⟨
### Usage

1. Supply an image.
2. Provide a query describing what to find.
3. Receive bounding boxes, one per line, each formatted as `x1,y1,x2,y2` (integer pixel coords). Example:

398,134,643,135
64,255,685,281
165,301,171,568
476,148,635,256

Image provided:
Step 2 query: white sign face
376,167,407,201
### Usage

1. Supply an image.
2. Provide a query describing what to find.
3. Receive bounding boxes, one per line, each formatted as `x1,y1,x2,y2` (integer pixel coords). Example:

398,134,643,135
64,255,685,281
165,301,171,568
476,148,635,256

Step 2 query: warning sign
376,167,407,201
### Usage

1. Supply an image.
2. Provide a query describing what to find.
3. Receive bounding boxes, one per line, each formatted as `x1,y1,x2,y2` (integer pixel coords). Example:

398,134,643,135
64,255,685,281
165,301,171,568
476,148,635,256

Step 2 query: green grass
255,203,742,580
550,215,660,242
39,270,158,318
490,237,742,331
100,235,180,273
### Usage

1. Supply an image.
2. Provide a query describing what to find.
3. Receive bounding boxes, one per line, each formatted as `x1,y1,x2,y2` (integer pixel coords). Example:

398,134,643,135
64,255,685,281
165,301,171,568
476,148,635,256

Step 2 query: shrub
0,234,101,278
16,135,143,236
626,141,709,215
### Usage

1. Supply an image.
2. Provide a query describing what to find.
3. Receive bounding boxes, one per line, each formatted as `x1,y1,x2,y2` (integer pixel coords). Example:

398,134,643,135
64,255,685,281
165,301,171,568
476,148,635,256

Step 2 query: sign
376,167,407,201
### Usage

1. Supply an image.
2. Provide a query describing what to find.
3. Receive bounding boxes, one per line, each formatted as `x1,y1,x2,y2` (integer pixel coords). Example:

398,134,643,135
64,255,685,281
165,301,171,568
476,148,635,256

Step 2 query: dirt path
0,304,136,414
⟩
⟨
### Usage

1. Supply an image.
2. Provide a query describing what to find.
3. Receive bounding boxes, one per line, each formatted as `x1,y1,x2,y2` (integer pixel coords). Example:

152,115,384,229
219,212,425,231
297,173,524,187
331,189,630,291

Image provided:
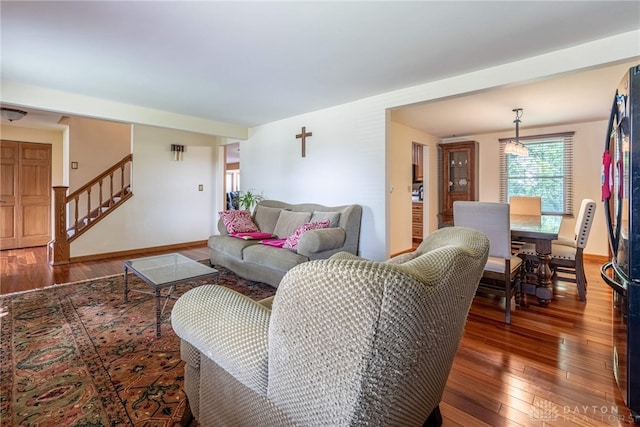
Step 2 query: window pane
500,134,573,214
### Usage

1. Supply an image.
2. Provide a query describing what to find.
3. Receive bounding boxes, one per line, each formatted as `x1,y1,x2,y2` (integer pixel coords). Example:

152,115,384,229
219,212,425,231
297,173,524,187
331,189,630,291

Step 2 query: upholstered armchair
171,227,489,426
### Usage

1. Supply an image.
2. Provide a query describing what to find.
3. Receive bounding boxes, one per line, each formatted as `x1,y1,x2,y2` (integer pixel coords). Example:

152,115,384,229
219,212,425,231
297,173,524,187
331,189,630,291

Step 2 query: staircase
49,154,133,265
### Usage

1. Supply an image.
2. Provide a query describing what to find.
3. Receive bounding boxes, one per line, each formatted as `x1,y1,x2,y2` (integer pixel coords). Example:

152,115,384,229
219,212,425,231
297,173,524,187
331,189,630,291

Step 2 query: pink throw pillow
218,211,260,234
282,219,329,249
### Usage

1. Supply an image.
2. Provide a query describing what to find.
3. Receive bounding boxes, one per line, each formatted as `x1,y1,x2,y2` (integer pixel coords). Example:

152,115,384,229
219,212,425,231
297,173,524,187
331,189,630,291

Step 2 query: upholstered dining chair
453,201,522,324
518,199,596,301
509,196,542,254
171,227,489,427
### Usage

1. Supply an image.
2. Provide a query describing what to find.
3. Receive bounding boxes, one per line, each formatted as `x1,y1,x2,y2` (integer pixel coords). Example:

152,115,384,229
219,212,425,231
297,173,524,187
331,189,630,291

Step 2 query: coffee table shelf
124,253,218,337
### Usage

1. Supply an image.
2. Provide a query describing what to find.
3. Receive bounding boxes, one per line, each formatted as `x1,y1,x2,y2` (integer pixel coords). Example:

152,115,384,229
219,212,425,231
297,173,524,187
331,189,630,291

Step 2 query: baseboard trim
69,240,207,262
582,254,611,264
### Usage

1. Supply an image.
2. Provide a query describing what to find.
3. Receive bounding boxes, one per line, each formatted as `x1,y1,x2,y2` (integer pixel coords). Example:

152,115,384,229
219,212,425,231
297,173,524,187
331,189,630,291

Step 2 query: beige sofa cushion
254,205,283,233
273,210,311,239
⟩
⟨
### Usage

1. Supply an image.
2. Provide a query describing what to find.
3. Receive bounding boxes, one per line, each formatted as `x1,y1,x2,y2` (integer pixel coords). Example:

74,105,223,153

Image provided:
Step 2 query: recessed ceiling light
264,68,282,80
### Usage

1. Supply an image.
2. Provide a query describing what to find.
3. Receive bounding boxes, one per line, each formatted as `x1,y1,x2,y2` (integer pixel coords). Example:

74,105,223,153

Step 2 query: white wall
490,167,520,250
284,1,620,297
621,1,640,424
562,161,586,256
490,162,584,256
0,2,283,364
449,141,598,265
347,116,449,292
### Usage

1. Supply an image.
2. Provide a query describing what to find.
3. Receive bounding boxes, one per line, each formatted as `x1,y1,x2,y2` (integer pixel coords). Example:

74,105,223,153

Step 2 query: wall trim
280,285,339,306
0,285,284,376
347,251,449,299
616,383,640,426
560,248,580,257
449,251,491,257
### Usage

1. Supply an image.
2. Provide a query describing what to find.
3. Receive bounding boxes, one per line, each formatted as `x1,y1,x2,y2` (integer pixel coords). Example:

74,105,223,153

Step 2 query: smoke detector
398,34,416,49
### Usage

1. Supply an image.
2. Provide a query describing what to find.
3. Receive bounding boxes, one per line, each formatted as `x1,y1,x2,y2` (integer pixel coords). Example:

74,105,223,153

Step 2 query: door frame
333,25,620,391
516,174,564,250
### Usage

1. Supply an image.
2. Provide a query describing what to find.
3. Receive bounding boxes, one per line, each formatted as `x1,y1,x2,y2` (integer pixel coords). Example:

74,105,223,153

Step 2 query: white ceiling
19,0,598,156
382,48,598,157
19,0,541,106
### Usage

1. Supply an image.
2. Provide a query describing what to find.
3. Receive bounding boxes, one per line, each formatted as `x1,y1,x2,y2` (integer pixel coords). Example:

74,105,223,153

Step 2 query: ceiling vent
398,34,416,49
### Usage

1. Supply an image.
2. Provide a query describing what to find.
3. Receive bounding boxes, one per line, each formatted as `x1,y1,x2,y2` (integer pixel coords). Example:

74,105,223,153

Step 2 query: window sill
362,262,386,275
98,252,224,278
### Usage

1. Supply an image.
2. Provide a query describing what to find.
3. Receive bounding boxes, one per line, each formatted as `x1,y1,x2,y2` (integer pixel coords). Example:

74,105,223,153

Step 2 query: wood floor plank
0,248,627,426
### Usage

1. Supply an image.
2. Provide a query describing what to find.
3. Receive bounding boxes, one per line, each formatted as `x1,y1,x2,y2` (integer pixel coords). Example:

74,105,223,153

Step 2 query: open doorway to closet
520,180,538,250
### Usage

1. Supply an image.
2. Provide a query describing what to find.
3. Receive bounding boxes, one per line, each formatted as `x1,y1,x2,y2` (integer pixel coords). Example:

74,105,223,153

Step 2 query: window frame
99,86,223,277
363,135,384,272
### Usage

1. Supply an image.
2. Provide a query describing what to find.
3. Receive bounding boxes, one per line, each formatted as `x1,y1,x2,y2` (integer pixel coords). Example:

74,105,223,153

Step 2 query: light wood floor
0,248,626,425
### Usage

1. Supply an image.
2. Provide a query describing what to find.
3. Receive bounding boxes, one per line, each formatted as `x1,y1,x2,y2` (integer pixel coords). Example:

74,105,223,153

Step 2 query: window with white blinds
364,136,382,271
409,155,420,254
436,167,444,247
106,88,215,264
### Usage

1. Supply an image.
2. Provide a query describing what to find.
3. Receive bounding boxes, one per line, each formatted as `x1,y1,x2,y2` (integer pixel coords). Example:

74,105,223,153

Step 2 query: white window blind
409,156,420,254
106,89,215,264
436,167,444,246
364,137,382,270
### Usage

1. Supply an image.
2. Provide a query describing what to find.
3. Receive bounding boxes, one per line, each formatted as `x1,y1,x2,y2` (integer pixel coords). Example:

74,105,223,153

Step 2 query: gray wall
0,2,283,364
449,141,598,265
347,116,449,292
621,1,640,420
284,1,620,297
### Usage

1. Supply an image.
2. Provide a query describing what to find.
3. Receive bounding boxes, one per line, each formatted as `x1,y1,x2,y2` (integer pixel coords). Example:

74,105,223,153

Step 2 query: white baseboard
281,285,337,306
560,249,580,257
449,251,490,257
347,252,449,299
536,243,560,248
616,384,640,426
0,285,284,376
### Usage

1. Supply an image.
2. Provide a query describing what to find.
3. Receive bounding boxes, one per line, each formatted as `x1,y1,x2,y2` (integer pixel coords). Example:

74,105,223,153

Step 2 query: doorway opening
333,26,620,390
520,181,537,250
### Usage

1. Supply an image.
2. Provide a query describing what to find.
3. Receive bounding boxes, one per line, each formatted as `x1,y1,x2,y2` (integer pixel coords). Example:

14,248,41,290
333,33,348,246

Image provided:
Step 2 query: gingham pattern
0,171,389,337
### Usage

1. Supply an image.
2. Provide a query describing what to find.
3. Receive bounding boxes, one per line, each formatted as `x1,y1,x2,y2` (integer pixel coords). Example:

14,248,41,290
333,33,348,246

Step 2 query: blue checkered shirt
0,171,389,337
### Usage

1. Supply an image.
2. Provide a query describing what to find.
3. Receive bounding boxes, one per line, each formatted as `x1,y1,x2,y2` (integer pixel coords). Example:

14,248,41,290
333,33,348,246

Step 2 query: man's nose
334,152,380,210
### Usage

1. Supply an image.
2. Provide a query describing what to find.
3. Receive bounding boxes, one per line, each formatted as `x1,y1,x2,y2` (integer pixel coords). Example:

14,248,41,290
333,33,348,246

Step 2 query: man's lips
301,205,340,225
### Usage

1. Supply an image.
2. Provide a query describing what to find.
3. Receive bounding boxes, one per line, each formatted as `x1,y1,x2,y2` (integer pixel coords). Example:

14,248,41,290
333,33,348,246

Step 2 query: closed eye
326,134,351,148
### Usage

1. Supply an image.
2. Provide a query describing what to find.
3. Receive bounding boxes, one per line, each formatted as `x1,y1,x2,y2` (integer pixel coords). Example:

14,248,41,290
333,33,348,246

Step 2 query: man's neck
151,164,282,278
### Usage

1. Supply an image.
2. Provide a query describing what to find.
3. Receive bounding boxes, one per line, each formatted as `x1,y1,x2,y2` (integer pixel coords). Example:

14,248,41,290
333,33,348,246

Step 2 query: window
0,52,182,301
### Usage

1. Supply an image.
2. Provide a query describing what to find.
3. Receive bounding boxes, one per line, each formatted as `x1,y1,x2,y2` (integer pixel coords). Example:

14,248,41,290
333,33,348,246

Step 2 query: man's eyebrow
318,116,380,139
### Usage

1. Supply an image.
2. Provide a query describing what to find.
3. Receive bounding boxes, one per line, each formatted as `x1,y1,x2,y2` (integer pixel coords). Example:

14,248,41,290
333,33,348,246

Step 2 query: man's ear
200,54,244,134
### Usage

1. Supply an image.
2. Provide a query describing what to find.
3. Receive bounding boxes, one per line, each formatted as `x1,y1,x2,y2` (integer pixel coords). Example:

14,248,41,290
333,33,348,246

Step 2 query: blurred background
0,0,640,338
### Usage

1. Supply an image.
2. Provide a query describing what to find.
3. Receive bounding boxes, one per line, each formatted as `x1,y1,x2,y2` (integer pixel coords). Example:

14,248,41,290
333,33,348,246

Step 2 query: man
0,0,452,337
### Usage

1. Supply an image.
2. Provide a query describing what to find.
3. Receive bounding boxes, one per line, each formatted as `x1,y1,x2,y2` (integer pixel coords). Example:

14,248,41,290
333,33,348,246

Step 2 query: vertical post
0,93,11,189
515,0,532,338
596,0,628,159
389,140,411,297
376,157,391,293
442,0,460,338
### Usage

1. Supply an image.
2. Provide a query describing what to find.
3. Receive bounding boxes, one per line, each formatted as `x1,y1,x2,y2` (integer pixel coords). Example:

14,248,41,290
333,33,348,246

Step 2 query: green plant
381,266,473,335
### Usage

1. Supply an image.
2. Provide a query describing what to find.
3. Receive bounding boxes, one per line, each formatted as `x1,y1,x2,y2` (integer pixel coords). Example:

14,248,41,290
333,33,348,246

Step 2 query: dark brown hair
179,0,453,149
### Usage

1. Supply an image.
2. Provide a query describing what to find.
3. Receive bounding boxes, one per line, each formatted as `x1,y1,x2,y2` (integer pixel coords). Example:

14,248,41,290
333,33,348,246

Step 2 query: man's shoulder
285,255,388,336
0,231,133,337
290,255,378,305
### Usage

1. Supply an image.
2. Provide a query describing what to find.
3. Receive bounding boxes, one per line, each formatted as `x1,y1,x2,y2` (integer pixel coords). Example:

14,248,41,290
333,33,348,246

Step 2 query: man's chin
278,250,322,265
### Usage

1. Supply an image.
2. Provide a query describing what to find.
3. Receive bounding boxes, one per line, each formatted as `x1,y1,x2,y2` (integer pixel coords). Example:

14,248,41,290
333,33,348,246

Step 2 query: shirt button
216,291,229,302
⟩
REQUIRED TASK
State how many lines in the rows above contain the word "white". Give only the number.

WRITTEN RESPONSE
6